Work to complete:
Decide whether each statement below agrees with the lecture transcript, answering yes or no and quoting the words of the transcript that decide it: (a) Louis Reasoner works for Alyssa P. Hacker. (b) Alyssa P. Hacker lives in Boston. (c) Oliver Warbucks works for Ben Bitdiddle.

Text section:
===
PROFESSOR: OK, let's go ahead and take a look at this query language and operation. The first thing you might notice, when I put up that little biblical database, is that it's nice to be able to ask this language questions in relation to some collection of facts. So let's start off and make a little collection of facts. This is a tiny fragment of personnel records for a Boston high tech company, and here's a piece of the personnel records of Ben Bitdiddle. And Ben Bitdiddle is the computer wizard in this company, he's the underpaid computer wizard in this company. His supervisor is all Oliver Warbucks, and here's his address.

So the format is we're giving this information: job, salary, supervisor, address. And there are some other conventions. Computer here means that Ben works in the computer division, and his position in the computer division is wizard.

Here's somebody else. Alyssa, Alyssa P. Hacker is a computer programmer, and she works for Ben, and she lives in Cambridge. And there's another programmer who works for Ben who's Lem E. Tweakit. And there's a programmer trainee, who is Louis Reasoner, and he works for Alyssa. And the big wheel of the company doesn't work for anybody, right? That's Oliver Warbucks.

Anyway, what we're going to do is ask questions about that little world. And that'll be a sample world that we're going to do logic in. Let me just write up here, for probably the last time, what I said is the very most important thing you should get out of this course, and that is, when somebody tells you about a language, you say, fine-- what are the primitives, what are the means of combination, how do you put the primitives together, and then how do you abstract them, how do you abstract the compound pieces so you can use them as pieces to make something more complicated? And we've said this a whole bunch of times already, but it's worth saying again.
===
Material:
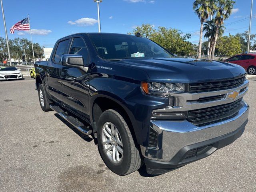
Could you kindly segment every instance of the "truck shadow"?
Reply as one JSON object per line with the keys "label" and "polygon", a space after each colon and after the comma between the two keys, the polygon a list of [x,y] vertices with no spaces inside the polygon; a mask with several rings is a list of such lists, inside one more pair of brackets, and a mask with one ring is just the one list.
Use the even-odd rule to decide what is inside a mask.
{"label": "truck shadow", "polygon": [[[79,130],[76,129],[76,128],[73,125],[70,124],[68,121],[66,121],[66,120],[64,119],[62,117],[61,117],[58,114],[55,113],[54,114],[54,115],[58,119],[59,119],[60,120],[62,121],[68,127],[69,127],[70,128],[70,129],[71,129],[73,131],[74,131],[75,133],[77,134],[77,135],[78,136],[81,137],[84,140],[86,141],[87,141],[87,142],[90,142],[92,140],[93,140],[94,142],[94,144],[96,145],[97,144],[96,139],[95,139],[93,137],[93,138],[91,138],[89,136],[88,136],[86,135],[85,135],[84,134],[83,134],[83,133],[81,132]],[[83,123],[85,125],[87,126],[87,125],[86,125],[84,122],[83,122]]]}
===
Exercise answer:
(a) Yes: "there's a programmer trainee, who is Louis Reasoner, and he works for Alyssa."
(b) No: "she lives in Cambridge."
(c) No: "the big wheel of the company doesn't work for anybody, right? That's Oliver Warbucks."